What the exercise asks: Set down a faithful copy of every record below, with no images.

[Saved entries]
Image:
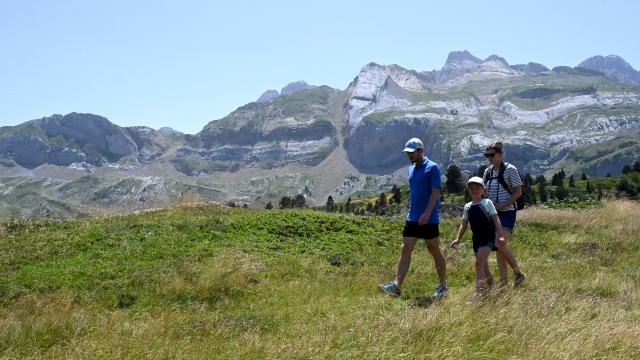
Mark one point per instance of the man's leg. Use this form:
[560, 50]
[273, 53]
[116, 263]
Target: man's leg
[487, 272]
[441, 265]
[408, 243]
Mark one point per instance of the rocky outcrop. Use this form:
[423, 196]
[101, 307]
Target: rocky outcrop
[151, 144]
[63, 140]
[530, 68]
[377, 147]
[614, 67]
[267, 95]
[295, 86]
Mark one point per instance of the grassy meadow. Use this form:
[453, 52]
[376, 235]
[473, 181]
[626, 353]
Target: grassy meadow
[214, 282]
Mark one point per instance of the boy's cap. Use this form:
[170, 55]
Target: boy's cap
[413, 145]
[475, 180]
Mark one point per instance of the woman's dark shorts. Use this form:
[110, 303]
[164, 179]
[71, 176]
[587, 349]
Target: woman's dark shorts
[507, 219]
[426, 231]
[482, 241]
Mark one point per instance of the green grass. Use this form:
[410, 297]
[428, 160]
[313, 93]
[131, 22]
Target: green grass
[214, 282]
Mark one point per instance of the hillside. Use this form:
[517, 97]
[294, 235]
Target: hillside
[214, 282]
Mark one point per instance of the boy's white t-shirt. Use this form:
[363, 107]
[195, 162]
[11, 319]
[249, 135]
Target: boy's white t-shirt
[485, 204]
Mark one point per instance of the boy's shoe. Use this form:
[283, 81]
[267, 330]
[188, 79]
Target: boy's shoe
[476, 298]
[440, 292]
[390, 289]
[518, 279]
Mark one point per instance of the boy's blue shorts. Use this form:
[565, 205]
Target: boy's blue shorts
[507, 219]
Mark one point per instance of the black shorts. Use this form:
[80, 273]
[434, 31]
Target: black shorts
[426, 231]
[487, 241]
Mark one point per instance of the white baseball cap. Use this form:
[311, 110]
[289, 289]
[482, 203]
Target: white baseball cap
[413, 145]
[475, 180]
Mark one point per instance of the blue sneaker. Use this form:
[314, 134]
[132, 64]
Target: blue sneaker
[440, 292]
[518, 279]
[390, 289]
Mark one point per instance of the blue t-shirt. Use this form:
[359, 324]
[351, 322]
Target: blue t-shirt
[423, 178]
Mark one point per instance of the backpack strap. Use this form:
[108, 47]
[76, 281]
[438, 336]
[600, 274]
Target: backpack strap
[501, 180]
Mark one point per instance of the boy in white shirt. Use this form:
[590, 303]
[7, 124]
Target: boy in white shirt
[487, 230]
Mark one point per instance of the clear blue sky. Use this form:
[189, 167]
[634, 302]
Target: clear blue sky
[184, 63]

Response:
Image:
Mark one point per instance of the man's leg. Use this form:
[560, 50]
[273, 53]
[116, 263]
Target: man's leg
[487, 272]
[441, 265]
[408, 243]
Mark one point per instance of the rocky outcrop. Use this form:
[423, 196]
[101, 307]
Target: rocky outcrop
[151, 144]
[63, 140]
[530, 68]
[377, 147]
[614, 67]
[267, 95]
[295, 86]
Mark one point per instance of the grassy meadow. Use this form:
[453, 52]
[376, 235]
[473, 181]
[626, 353]
Target: grassy meadow
[214, 282]
Mark one point per instance of the boy's cap. Use this form:
[170, 55]
Target: boy's cap
[413, 145]
[475, 180]
Mark one point per instance of the woman's dark shorts. Use this form:
[110, 303]
[164, 179]
[71, 176]
[587, 349]
Target: woman's dark shorts
[507, 219]
[426, 231]
[482, 241]
Mark one point per instance of the green grass. Use this form:
[410, 297]
[428, 160]
[313, 93]
[131, 22]
Target: green grass
[214, 282]
Mark one point per instance of the hillside. Use this form:
[517, 97]
[294, 235]
Target: hillside
[214, 282]
Mark one point per instance of the boy's white t-shirt. Use this form:
[363, 107]
[195, 162]
[11, 319]
[249, 135]
Target: boy's white t-shirt
[485, 204]
Mark one point per instance of the boy's shoe. Use this form:
[283, 81]
[267, 330]
[188, 79]
Target: boy's shoe
[476, 298]
[440, 292]
[390, 289]
[518, 279]
Mark one point per instance of the boy's blue shorts. Use this form:
[565, 205]
Target: boy's blue shorts
[507, 219]
Mark one point per instance of the black shorts. Use this form:
[80, 273]
[434, 31]
Target: black shorts
[426, 231]
[487, 241]
Mark one point per instance of the white baseball cap. Use this form:
[311, 110]
[289, 289]
[482, 203]
Target: white baseball cap
[413, 145]
[475, 180]
Mark one point per instance of the blue sneaker. Use this form:
[314, 134]
[132, 64]
Target: blue sneaker
[440, 292]
[518, 279]
[390, 289]
Mark one point per instance of the blue t-shirt. Use this form:
[359, 324]
[351, 322]
Target: blue t-shirt
[423, 178]
Mark one point per instance of the backpack strap. Use this form:
[108, 47]
[76, 281]
[438, 336]
[600, 274]
Target: backpack strap
[501, 180]
Mark one point per instance of the boy in white shirt. Use this form:
[590, 303]
[7, 124]
Target: boy in white shirt
[487, 230]
Mark one point per instance of the clear blue sky. Use this form:
[189, 167]
[634, 302]
Target: clear blue sky
[184, 63]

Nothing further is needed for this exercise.